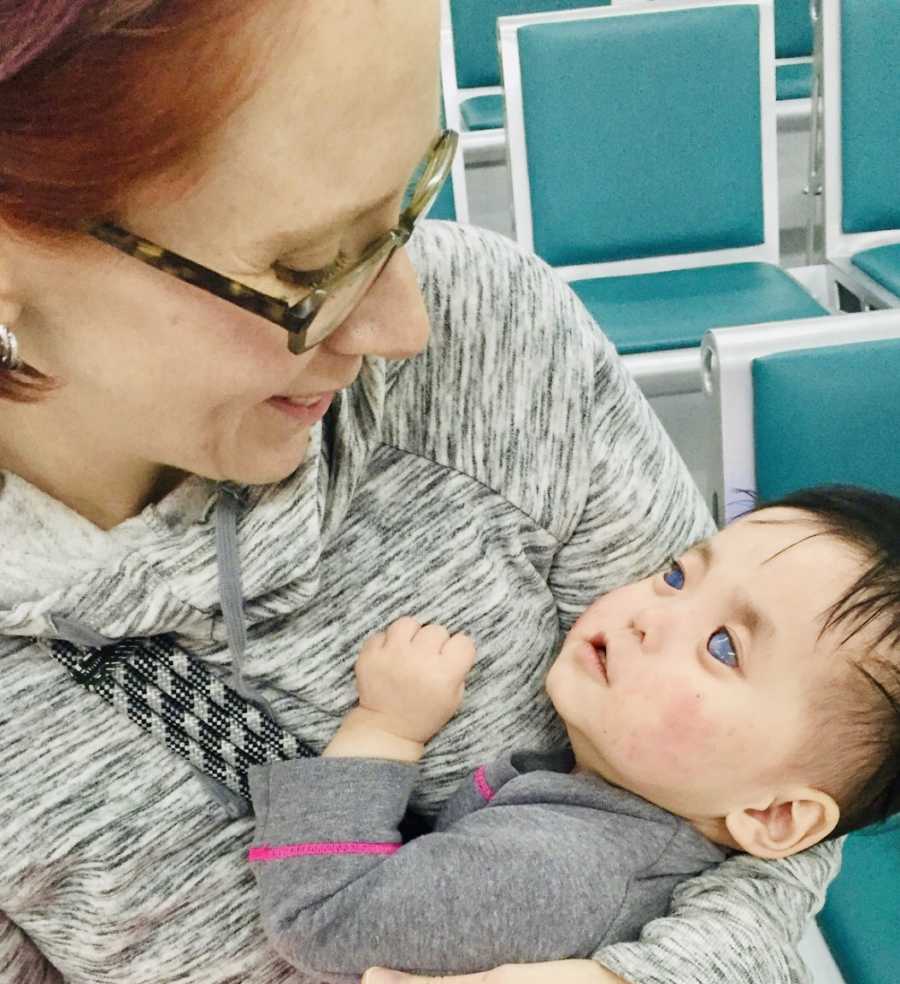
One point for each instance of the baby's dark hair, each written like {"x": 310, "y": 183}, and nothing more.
{"x": 866, "y": 723}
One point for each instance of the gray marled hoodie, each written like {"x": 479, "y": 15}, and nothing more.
{"x": 496, "y": 484}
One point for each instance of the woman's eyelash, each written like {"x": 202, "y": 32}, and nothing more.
{"x": 310, "y": 278}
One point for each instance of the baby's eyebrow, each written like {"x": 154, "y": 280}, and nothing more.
{"x": 756, "y": 621}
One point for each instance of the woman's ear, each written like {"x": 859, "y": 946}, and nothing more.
{"x": 791, "y": 823}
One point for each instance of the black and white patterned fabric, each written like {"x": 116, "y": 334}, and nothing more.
{"x": 177, "y": 700}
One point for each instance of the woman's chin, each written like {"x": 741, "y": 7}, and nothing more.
{"x": 268, "y": 469}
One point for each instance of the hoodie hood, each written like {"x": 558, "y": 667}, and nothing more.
{"x": 157, "y": 572}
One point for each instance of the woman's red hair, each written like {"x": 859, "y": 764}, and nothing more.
{"x": 98, "y": 97}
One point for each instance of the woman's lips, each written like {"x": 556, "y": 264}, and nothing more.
{"x": 307, "y": 409}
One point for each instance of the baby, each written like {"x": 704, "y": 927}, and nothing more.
{"x": 745, "y": 698}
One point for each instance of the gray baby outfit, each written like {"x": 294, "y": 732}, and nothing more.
{"x": 528, "y": 862}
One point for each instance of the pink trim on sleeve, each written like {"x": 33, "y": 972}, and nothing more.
{"x": 482, "y": 785}
{"x": 266, "y": 852}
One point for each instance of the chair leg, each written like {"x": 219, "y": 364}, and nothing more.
{"x": 814, "y": 153}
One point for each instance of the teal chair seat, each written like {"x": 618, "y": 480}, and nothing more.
{"x": 793, "y": 81}
{"x": 882, "y": 264}
{"x": 837, "y": 392}
{"x": 653, "y": 312}
{"x": 482, "y": 112}
{"x": 860, "y": 916}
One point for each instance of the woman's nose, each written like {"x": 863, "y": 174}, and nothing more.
{"x": 391, "y": 320}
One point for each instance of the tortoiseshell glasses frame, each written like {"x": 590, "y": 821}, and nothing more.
{"x": 322, "y": 308}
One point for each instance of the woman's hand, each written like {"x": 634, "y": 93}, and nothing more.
{"x": 554, "y": 972}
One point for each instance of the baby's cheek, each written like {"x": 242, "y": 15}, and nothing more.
{"x": 683, "y": 738}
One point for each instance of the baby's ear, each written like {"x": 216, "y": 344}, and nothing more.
{"x": 793, "y": 821}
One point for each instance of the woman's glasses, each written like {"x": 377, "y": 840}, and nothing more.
{"x": 318, "y": 311}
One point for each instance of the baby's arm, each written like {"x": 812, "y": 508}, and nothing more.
{"x": 339, "y": 893}
{"x": 410, "y": 682}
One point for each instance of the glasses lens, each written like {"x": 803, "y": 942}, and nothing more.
{"x": 346, "y": 295}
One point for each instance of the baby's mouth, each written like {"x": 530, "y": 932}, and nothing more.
{"x": 599, "y": 644}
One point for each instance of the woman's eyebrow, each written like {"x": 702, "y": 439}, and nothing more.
{"x": 302, "y": 239}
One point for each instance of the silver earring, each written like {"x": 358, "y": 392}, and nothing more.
{"x": 9, "y": 350}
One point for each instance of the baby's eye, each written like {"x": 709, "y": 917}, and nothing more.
{"x": 674, "y": 576}
{"x": 722, "y": 648}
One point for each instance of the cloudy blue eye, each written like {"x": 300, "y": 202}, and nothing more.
{"x": 674, "y": 577}
{"x": 721, "y": 647}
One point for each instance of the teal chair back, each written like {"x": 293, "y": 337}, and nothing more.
{"x": 842, "y": 405}
{"x": 475, "y": 34}
{"x": 444, "y": 206}
{"x": 830, "y": 415}
{"x": 643, "y": 133}
{"x": 870, "y": 114}
{"x": 793, "y": 29}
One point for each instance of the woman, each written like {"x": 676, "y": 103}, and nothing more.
{"x": 178, "y": 467}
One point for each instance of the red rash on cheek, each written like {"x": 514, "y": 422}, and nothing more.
{"x": 679, "y": 738}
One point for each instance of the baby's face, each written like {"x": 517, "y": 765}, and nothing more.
{"x": 696, "y": 687}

**Aim:**
Nothing but the pictures may be dropped; output the records above exactly.

**Worked solution:**
One point for each instance of the baby's dark hair, each written like {"x": 310, "y": 183}, and nothing more.
{"x": 866, "y": 723}
One point for each instance of the gray marled hoodie, each written like {"x": 479, "y": 15}, and nothing more.
{"x": 496, "y": 484}
One point for each instance of the woman's eyelash, each written like {"x": 202, "y": 32}, and nothing more.
{"x": 310, "y": 278}
One point for each instance of the baby's eyebrow, each written like {"x": 154, "y": 280}, and nothing more.
{"x": 756, "y": 621}
One point for each instance of the woman's ear, each written like {"x": 859, "y": 946}, and nothing more.
{"x": 791, "y": 823}
One point for each instance of the black and white patterned fabric, each written like {"x": 116, "y": 334}, and nothing more.
{"x": 177, "y": 700}
One point for each instance of the woman's chin, each written like {"x": 741, "y": 7}, and nothing more.
{"x": 268, "y": 469}
One point for each instance of the hoodie hood, each written like {"x": 558, "y": 667}, and nothing more.
{"x": 157, "y": 572}
One point for each instance of the woman's red hair, each written like {"x": 859, "y": 764}, and nothing more.
{"x": 98, "y": 97}
One point for each instance of the woman's lips, each written like {"x": 556, "y": 264}, and nothing more.
{"x": 307, "y": 409}
One point for each instance of the baby, each written like {"x": 704, "y": 927}, and nothing more.
{"x": 745, "y": 698}
One point for each instance of the gray baby outfit, each written like {"x": 294, "y": 732}, and nothing more.
{"x": 528, "y": 862}
One point for each instance of the pink trim on sleeve, each written like {"x": 33, "y": 972}, and nothing more.
{"x": 482, "y": 785}
{"x": 266, "y": 852}
One point for each instance of the chair leg, each written like {"x": 219, "y": 364}, and nothing more.
{"x": 814, "y": 153}
One point for each instance of the teal chair seat, each written like {"x": 618, "y": 480}, and nothing more.
{"x": 793, "y": 81}
{"x": 882, "y": 264}
{"x": 837, "y": 392}
{"x": 653, "y": 312}
{"x": 482, "y": 112}
{"x": 860, "y": 916}
One point for each instance of the woman's nose, each written like {"x": 863, "y": 174}, and nothing more.
{"x": 391, "y": 320}
One point for each instance of the tortoiseshell glasses frame, each written like {"x": 590, "y": 821}, and nothing more.
{"x": 322, "y": 308}
One point for each instance of the woman's hand, each written like {"x": 634, "y": 93}, and nothing more.
{"x": 554, "y": 972}
One point for each instance of the baby's cheek, each written like {"x": 242, "y": 15}, and nothing more.
{"x": 683, "y": 738}
One point for each instance of the baby's ear, each written like {"x": 216, "y": 344}, and nothing more.
{"x": 793, "y": 821}
One point for each instance of the woman's glasses, each written like {"x": 377, "y": 840}, and nothing more.
{"x": 318, "y": 311}
One point for each instance of the baby's arm, each written like {"x": 812, "y": 508}, and nothing more.
{"x": 339, "y": 893}
{"x": 410, "y": 682}
One point for each instance of the glasses lens, each written like {"x": 803, "y": 942}, and nothing more.
{"x": 346, "y": 295}
One point for each instance of the baby's mouth, each written like {"x": 530, "y": 932}, and nothing more.
{"x": 599, "y": 644}
One point for each instance of the woman's eyebrow, each written like {"x": 702, "y": 439}, and nothing more.
{"x": 302, "y": 239}
One point for each instance of the silver earring, each written like {"x": 358, "y": 392}, and nothing more.
{"x": 9, "y": 350}
One point for each instance of the baby's eye, each written like {"x": 709, "y": 917}, and nothing more.
{"x": 674, "y": 576}
{"x": 722, "y": 648}
One point for each instance of the cloudy blue eye, each written like {"x": 300, "y": 202}, and nothing more.
{"x": 674, "y": 577}
{"x": 721, "y": 647}
One point for each instance of the teal chair back, each written like {"x": 293, "y": 337}, and nothing more.
{"x": 842, "y": 405}
{"x": 475, "y": 34}
{"x": 444, "y": 206}
{"x": 830, "y": 415}
{"x": 643, "y": 133}
{"x": 870, "y": 114}
{"x": 793, "y": 29}
One point for each instance of the woman, each written like {"x": 676, "y": 103}, and nothing more.
{"x": 178, "y": 467}
One point for each instance of the red rash on cheek, each written like {"x": 514, "y": 422}, and nothing more.
{"x": 679, "y": 738}
One point for each instance of the baby's face, each written like {"x": 517, "y": 765}, and nothing more.
{"x": 696, "y": 687}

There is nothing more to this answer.